▶

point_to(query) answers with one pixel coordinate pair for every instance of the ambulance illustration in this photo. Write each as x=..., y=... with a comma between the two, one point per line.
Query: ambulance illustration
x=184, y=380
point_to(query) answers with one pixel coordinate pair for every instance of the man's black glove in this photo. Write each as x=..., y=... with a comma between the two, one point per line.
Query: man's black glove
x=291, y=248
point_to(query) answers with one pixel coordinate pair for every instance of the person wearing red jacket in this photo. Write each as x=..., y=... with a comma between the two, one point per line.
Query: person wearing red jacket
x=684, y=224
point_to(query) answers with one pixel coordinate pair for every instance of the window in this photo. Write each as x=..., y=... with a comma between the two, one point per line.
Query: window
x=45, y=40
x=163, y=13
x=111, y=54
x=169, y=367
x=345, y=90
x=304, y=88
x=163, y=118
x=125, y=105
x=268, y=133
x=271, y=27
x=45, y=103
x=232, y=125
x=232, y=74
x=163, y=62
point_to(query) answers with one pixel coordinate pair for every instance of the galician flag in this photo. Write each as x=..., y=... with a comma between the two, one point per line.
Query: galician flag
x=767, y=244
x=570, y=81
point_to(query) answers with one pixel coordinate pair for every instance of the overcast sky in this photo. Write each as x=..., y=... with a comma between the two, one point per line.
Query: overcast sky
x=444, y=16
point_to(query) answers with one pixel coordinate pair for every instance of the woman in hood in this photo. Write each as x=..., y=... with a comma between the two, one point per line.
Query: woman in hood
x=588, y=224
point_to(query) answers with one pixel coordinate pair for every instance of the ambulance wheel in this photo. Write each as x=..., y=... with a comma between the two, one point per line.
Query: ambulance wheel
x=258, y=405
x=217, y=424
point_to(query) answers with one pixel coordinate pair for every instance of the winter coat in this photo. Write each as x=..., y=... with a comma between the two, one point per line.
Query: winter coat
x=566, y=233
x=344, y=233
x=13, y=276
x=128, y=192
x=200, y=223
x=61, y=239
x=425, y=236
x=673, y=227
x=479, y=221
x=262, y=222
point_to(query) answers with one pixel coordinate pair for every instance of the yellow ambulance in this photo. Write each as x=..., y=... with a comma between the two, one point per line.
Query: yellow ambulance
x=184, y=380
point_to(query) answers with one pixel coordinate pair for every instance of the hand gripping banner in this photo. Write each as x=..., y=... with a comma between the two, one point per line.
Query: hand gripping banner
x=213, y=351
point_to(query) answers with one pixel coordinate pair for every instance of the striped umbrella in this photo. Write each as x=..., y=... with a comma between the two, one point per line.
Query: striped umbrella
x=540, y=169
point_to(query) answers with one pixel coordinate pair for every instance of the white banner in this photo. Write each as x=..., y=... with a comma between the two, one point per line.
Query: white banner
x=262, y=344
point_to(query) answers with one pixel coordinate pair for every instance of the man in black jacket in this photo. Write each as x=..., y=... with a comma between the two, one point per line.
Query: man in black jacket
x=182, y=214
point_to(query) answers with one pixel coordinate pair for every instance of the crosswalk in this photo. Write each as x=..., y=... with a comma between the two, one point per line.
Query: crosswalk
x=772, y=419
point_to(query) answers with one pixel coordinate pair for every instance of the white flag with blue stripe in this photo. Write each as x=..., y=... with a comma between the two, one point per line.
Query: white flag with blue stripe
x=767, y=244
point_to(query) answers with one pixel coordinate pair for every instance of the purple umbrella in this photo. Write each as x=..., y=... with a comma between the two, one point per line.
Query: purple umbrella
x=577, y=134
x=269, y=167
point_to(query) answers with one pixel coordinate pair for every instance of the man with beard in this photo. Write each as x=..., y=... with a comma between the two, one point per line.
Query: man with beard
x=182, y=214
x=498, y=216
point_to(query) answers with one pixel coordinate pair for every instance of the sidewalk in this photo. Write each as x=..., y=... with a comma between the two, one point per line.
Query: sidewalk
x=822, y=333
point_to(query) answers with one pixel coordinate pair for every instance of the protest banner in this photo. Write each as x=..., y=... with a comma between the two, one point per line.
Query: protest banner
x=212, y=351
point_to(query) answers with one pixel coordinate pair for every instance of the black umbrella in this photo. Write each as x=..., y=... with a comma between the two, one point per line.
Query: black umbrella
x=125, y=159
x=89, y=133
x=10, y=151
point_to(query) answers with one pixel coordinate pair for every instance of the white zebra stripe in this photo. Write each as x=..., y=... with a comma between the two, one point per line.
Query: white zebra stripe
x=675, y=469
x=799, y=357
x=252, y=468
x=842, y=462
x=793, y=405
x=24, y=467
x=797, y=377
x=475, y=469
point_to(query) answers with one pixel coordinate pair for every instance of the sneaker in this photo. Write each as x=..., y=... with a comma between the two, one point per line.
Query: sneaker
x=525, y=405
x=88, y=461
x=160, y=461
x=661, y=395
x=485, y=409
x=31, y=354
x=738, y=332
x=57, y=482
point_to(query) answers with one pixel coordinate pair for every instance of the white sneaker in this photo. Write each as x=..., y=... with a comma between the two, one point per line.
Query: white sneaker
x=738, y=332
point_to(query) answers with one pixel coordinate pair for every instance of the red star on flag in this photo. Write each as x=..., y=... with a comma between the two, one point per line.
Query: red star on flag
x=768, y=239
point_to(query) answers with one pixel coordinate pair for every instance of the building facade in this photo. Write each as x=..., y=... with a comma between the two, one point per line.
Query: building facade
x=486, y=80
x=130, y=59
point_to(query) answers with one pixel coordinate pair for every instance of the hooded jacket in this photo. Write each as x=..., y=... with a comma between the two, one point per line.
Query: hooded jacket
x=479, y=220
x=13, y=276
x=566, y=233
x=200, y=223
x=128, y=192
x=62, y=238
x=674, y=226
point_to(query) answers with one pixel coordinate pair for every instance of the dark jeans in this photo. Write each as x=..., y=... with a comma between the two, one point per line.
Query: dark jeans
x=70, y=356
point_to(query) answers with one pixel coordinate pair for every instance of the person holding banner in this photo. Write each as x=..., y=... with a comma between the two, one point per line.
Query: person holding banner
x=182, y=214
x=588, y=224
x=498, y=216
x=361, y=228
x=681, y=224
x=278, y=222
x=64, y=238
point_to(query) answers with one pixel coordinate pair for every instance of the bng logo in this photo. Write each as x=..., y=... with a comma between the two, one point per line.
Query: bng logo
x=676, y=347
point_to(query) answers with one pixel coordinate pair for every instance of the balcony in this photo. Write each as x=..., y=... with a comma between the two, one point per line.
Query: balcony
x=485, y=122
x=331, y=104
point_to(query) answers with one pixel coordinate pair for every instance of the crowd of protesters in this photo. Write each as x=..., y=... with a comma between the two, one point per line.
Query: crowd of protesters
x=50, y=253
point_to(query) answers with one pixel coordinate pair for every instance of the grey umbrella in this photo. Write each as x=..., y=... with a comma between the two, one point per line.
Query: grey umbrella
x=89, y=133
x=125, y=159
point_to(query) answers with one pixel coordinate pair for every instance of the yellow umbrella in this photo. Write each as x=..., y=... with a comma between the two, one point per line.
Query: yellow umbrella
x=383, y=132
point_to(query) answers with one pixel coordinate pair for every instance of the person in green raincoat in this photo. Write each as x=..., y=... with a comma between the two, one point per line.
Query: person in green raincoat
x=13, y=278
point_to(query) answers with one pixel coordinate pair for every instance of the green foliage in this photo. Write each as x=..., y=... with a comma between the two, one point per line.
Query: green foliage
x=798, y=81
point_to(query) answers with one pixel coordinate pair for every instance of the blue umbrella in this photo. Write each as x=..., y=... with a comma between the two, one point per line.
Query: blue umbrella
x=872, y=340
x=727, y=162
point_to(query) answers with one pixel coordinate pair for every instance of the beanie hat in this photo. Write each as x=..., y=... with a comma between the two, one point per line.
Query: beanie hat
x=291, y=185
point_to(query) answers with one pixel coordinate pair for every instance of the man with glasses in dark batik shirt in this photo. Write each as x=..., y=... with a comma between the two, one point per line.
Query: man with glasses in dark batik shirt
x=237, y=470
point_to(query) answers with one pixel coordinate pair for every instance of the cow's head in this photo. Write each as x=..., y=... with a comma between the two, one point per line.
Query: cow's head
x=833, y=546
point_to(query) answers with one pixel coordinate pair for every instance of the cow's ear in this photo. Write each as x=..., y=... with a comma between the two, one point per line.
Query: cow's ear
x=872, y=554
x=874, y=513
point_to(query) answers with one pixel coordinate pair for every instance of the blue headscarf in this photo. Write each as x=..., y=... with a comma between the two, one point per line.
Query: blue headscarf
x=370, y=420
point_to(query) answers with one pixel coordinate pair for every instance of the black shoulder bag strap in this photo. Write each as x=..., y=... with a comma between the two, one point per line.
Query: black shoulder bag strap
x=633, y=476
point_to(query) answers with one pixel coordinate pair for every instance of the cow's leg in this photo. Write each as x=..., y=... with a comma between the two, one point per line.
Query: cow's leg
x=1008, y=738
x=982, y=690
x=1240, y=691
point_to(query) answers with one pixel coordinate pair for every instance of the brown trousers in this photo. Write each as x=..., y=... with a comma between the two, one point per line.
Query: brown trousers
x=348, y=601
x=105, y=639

◀

> _Directions for this task_:
Above are some records; copy exactly the lines from the one with "of the sidewalk" through the one with "of the sneaker", both included, and no others.

> _Result of the exercise_:
point_to(query) answers with one pixel coordinate pair for every instance of the sidewalk in this photo. Write each as x=..., y=... with a comma between the two, one point per line.
Query: sidewalk
x=822, y=333
point_to(query) answers with one pixel coordinate pair for every instance of the protest banner in this photo. Write each as x=..., y=... with a comma between the two, one point per line.
Query: protest banner
x=212, y=351
point_to(query) answers with one pixel coordinate pair for every instance of the black umbrella in this photo. Write each as x=..., y=... with a comma between the two, one point per line.
Query: black umbrella
x=125, y=159
x=89, y=133
x=10, y=151
point_to(query) answers with one pixel coordinate pair for every instance of the white zebra stripe in this photo. Write each as x=..., y=... with a comma between the two, one point per line.
Query: white zebra stripe
x=675, y=469
x=799, y=357
x=252, y=468
x=842, y=462
x=793, y=405
x=24, y=467
x=797, y=377
x=475, y=469
point_to(query) answers with one pixel coordinate pair for every instance of the sneaker in this photo. Write each as x=..., y=... with a comma between the two, one point per line.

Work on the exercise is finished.